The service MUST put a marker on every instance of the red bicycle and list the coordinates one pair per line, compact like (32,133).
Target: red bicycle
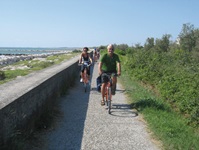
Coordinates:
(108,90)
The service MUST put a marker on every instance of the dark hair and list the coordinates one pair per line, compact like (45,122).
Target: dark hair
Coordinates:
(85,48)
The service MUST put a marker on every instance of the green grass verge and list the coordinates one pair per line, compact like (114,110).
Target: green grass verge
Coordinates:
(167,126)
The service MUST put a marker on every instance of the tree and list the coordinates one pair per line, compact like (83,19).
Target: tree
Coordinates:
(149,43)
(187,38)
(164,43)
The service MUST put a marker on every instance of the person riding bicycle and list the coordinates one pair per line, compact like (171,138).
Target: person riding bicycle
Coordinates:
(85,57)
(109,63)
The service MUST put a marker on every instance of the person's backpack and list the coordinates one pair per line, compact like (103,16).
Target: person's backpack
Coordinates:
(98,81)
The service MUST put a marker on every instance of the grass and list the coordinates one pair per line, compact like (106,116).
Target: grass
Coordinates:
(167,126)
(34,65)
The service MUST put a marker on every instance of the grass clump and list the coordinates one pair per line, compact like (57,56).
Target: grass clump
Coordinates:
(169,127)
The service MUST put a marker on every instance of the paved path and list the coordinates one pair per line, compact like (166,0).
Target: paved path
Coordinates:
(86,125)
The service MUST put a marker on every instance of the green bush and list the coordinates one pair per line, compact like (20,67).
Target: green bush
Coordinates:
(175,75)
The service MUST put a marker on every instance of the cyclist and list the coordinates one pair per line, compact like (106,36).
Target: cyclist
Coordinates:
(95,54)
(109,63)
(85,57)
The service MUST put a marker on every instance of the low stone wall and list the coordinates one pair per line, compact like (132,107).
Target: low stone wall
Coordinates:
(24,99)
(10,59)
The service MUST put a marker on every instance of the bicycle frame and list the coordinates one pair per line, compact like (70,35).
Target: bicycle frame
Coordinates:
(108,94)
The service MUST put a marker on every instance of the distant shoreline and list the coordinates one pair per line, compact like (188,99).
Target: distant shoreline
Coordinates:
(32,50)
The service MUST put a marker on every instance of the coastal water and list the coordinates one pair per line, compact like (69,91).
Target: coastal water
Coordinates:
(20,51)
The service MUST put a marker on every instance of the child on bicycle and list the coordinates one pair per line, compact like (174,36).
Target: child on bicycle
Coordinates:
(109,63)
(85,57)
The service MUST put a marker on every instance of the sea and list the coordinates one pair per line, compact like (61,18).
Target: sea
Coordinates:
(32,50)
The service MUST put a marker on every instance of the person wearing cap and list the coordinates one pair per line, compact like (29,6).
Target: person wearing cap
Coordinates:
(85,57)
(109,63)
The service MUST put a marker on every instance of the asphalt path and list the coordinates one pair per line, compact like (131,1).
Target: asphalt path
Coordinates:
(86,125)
^^^^^^^^^^^^^^^^
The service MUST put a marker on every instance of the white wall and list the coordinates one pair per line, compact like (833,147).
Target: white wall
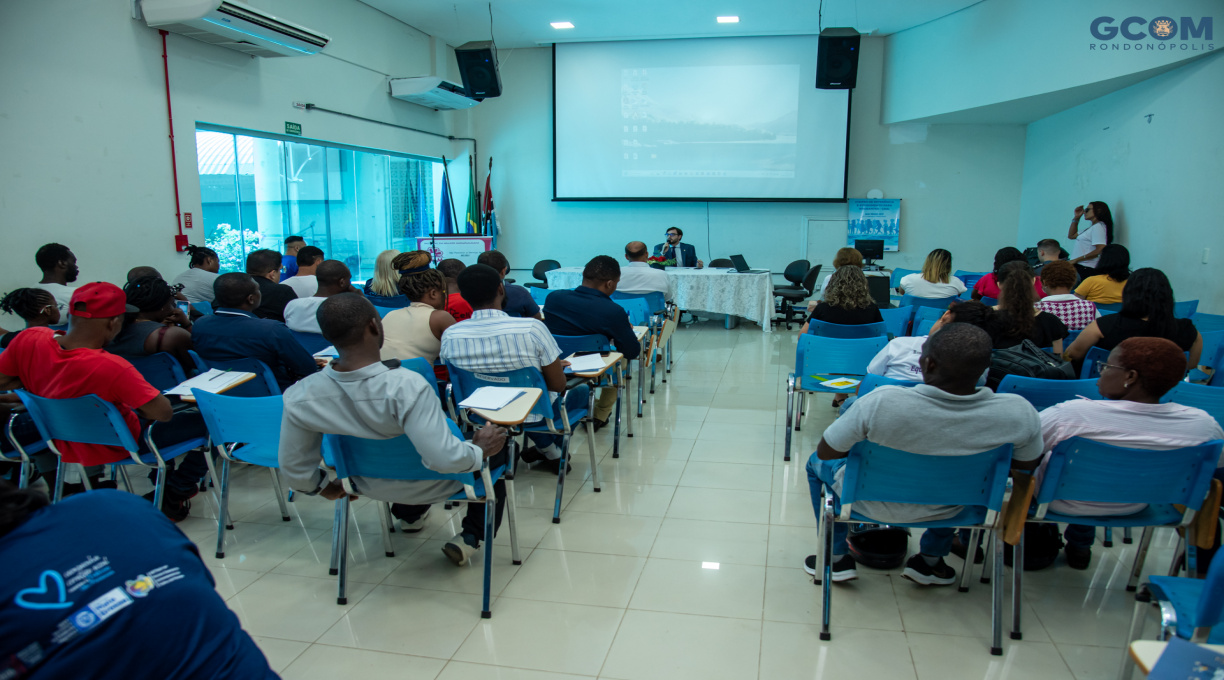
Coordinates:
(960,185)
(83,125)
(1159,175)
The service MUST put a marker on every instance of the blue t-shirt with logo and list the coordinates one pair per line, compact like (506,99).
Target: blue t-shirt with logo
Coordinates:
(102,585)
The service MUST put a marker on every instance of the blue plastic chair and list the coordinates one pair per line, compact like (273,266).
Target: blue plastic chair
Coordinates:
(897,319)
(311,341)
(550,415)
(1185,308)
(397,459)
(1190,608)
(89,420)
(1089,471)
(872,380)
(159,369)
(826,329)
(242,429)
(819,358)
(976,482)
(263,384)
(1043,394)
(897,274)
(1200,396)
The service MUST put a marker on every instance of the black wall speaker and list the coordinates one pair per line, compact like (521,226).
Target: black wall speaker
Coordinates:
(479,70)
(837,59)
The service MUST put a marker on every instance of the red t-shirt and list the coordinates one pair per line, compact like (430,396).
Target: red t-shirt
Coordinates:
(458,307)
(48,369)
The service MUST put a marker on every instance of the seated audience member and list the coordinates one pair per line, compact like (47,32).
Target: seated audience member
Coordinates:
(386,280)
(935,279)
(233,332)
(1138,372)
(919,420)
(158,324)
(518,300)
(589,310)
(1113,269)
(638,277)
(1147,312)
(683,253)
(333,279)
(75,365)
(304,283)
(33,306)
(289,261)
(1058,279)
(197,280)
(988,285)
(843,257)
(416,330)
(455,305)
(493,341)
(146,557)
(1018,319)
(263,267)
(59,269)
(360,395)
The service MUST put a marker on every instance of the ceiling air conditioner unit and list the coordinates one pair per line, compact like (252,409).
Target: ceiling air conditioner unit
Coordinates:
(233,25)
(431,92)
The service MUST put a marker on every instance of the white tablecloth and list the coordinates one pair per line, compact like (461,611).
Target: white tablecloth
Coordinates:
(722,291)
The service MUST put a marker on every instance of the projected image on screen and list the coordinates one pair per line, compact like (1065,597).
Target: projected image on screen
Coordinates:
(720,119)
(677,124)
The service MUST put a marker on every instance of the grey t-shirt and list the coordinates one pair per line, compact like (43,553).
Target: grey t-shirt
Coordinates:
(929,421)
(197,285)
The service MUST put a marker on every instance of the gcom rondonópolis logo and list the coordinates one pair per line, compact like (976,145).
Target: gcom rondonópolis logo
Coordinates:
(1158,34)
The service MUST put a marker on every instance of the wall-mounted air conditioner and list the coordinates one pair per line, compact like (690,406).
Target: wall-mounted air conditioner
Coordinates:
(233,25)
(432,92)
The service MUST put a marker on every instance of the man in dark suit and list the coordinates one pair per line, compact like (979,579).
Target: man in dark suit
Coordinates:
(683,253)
^^^^^^^^^^^^^^^^
_OBJECTIVE_.
How many lines in the material above contain the string "paved"? Count case-sensitively and reply with the number only.

_TASK RESULT_.
2